### Extract
╭──

Tuesday, January 30, 2007

Go See Blood Diamond

I like it when block buster films have the guts to deal with controversial issues and expose underhanded industries. I like it even better when a film such as this is set in Africa, a continent that so rarely makes it onto international news headlines. I encourage all of you to go and see this film, not only because it will cause you to think twice about the morality of the international diamond industry, but also because it will expose you to the tragedy that has often surrounded the extraction and control of Africa’s precious natural resources. It will also demonstrate the utter helplessness that affects the millions of men, women and children that live in failed, war-torn African states, in this case Sierra Leone.

I am also particularly interested in this film because it was shot primarily here in Mozambique. All of the urban and beach scenes were filmed in Maputo’s historic downtown and along the Marginal de Costa da Sol. During the months of April and May, this city was buzzing with camera crews, wannabe extras and star-struck film nuts drunk on the opportunity to steal a glimpse of Leonardo DiCaprio. I had many friends stand in line for hours in an effort to be an extra in the beach bar scene but alas I could not identify any of them when I watched the actual film. I was able to recognize all of the scenes that were shot down town, especially the elegant train station, Xipapanene market and the make shift buildings that they constructed specifically to blow up during the action sequences. One night, as my friends and I were emerging from a downtown pub, we stumbled upon a film set, complete with burnt out vehicles and 30 odd “corpses” strewn across the ground that had been prepared for a shoot the following morning. Definitely an added sense of eeriness to the already sketchy surroundings of the Maputo Baixa at night!!

╰──

### Written task
Rewrite the part of the Blood Diamond post that begins at the words "Tuesday, January 30, 2007" and stops after "case Sierra Leone.", swapping "controversial" for "contentious". Rely on nothing but the Blood Diamond post.

### Data extract
╭──

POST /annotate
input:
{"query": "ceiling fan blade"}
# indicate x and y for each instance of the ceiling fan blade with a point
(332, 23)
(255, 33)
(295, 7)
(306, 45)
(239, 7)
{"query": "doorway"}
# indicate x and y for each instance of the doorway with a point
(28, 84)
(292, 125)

╰──
╭──

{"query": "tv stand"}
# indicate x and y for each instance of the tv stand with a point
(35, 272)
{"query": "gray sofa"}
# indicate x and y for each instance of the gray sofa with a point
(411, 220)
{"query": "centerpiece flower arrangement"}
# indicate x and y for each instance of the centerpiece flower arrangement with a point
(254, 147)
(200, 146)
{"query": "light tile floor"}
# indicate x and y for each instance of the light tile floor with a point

╰──

### Exercise output
Tuesday, January 30, 2007

Go See Blood Diamond

I like it when block buster films have the guts to deal with contentious issues and expose underhanded industries. I like it even better when a film such as this is set in Africa, a continent that so rarely makes it onto international news headlines. I encourage all of you to go and see this film, not only because it will cause you to think twice about the morality of the international diamond industry, but also because it will expose you to the tragedy that has often surrounded the extraction and control of Africa’s precious natural resources. It will also demonstrate the utter helplessness that affects the millions of men, women and children that live in failed, war-torn African states, in this case Sierra Leone.